§ EXERCISE GOAL
From the listing below, copy every line that contains the string "background", leaving out all other lines.

§ RECORDS SUPPLIED
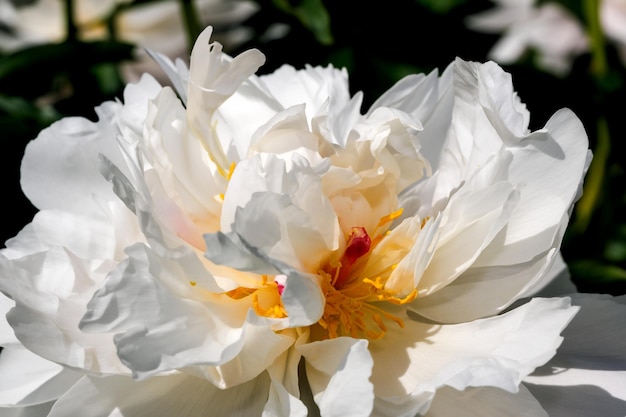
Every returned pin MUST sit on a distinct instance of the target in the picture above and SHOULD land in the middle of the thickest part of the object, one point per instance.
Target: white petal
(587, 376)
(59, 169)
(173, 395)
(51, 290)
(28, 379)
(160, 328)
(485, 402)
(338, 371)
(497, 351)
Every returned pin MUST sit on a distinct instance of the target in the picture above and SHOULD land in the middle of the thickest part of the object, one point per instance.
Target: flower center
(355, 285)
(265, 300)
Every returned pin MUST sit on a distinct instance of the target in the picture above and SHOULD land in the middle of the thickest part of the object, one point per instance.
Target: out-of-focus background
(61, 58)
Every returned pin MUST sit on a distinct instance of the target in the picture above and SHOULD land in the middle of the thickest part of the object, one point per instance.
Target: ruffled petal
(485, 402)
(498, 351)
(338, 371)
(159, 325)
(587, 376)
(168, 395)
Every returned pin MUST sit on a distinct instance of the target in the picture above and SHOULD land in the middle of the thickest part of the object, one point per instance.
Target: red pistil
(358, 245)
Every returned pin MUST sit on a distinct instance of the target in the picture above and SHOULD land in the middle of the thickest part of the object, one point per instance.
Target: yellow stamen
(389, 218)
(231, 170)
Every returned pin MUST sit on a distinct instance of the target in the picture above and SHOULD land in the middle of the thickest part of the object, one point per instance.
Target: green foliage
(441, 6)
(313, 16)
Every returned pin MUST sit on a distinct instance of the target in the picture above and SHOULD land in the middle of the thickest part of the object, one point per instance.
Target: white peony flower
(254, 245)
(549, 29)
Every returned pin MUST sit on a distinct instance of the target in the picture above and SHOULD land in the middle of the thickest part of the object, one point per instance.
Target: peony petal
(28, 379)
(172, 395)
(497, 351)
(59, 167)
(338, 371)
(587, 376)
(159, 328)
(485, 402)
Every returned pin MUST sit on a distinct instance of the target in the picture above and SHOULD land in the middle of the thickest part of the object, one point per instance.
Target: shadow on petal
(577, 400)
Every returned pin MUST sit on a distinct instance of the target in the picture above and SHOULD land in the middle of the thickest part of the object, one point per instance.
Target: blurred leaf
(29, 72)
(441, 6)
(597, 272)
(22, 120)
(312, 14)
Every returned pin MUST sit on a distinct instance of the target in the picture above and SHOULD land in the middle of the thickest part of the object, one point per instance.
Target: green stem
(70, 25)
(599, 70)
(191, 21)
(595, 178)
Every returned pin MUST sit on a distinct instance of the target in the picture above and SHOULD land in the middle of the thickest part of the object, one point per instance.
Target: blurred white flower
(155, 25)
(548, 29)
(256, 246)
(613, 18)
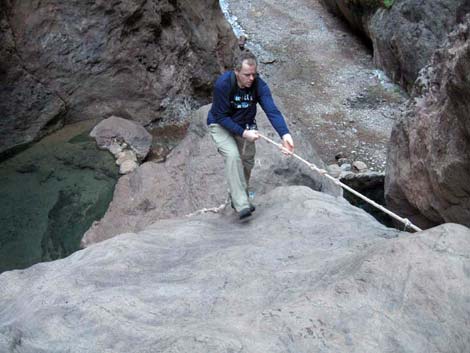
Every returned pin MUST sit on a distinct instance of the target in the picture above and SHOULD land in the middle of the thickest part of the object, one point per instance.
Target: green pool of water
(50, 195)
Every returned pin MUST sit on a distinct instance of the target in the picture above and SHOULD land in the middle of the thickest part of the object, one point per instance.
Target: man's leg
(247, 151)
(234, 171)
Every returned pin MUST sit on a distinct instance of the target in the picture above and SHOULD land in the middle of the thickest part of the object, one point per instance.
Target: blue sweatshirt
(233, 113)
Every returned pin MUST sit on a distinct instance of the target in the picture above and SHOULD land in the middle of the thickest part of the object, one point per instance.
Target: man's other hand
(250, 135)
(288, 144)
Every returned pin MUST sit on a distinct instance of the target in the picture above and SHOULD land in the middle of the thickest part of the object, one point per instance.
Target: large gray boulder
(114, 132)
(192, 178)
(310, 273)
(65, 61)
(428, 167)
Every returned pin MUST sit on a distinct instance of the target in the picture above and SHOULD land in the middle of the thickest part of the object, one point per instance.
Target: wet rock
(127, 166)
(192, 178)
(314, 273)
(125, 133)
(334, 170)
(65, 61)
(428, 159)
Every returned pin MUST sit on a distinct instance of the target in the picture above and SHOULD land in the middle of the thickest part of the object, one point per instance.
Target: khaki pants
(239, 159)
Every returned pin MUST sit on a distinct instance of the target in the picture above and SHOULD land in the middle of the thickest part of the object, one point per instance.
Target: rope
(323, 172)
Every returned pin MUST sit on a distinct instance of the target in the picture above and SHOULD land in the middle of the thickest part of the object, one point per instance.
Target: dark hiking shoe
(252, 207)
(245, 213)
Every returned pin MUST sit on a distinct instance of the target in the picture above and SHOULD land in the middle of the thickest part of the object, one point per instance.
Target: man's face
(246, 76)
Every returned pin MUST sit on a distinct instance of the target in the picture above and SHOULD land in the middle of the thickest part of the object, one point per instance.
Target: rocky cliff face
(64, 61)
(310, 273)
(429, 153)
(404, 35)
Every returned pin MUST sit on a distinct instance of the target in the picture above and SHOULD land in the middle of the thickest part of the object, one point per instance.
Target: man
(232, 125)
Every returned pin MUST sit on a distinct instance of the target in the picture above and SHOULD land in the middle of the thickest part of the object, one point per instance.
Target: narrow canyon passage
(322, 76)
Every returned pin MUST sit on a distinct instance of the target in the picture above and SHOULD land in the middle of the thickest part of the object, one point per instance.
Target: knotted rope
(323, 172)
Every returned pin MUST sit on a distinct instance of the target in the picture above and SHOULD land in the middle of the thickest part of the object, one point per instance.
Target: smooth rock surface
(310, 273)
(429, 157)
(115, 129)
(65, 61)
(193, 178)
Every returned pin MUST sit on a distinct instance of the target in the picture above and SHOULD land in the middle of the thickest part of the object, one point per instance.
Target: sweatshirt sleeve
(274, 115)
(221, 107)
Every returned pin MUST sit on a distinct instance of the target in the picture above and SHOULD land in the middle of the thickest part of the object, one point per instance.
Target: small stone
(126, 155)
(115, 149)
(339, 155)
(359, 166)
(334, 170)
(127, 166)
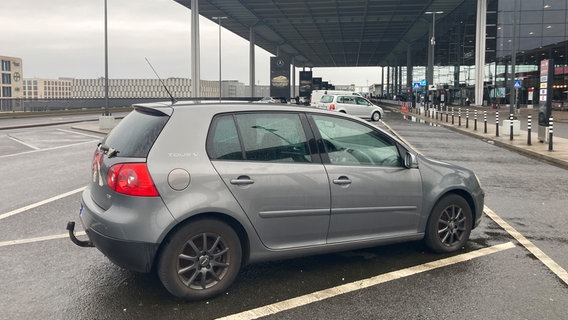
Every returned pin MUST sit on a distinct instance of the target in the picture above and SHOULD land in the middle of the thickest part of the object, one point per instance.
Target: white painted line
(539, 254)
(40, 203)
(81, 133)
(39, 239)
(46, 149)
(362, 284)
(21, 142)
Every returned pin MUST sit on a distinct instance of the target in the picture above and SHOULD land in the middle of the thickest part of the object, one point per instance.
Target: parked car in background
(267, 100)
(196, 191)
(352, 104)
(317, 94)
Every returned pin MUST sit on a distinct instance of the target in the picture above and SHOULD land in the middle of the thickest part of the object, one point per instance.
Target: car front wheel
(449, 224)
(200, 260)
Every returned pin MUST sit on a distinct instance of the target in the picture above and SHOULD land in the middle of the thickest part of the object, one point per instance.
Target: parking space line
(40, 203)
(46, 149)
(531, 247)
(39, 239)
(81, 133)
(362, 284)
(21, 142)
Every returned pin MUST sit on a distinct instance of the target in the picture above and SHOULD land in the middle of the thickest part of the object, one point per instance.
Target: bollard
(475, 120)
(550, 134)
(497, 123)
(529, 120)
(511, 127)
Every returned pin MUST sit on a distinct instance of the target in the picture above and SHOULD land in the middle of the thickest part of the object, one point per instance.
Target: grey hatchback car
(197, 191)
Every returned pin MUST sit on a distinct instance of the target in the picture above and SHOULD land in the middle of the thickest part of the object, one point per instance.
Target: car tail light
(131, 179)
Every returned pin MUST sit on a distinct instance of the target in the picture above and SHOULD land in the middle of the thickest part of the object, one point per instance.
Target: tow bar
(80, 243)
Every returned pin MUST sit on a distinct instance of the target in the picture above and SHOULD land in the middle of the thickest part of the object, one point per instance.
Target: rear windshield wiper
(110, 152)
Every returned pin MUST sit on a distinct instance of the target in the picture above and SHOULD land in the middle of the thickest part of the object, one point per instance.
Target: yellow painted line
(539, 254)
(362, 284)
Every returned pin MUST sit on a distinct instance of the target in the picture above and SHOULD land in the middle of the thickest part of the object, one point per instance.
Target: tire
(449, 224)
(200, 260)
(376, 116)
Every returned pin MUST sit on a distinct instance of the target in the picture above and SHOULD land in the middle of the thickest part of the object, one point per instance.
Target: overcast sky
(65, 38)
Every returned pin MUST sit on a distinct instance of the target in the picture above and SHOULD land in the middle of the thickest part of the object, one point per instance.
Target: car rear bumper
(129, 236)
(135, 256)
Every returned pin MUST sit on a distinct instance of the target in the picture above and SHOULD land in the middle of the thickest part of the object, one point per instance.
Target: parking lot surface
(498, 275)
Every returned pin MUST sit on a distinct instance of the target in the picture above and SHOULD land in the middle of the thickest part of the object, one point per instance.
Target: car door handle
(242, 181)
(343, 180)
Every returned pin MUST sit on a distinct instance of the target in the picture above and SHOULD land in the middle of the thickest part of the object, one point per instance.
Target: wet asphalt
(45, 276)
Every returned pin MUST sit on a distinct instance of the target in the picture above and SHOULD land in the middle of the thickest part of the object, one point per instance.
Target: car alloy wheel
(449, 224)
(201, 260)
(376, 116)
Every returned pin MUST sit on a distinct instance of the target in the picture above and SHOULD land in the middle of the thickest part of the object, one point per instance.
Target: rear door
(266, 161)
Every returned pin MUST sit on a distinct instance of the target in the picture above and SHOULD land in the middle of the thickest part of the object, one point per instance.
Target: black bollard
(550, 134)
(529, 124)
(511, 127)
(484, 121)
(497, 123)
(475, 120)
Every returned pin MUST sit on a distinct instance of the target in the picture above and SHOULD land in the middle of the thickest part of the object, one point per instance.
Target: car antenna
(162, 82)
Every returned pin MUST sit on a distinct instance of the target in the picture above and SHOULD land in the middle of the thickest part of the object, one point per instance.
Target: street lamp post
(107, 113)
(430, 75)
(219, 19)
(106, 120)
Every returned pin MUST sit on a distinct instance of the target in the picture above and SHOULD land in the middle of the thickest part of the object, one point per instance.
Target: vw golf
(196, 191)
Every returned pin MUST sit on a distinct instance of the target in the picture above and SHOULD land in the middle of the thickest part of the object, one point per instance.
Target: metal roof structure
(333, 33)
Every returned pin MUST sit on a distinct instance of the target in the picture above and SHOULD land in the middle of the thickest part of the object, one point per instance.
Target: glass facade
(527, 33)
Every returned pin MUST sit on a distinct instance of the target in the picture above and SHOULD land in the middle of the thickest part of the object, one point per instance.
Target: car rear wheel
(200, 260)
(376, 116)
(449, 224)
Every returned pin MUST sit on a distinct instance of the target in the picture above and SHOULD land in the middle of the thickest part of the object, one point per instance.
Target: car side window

§ CORRECT RESPONSE
Target: out-of-focus background
Target: parked car in background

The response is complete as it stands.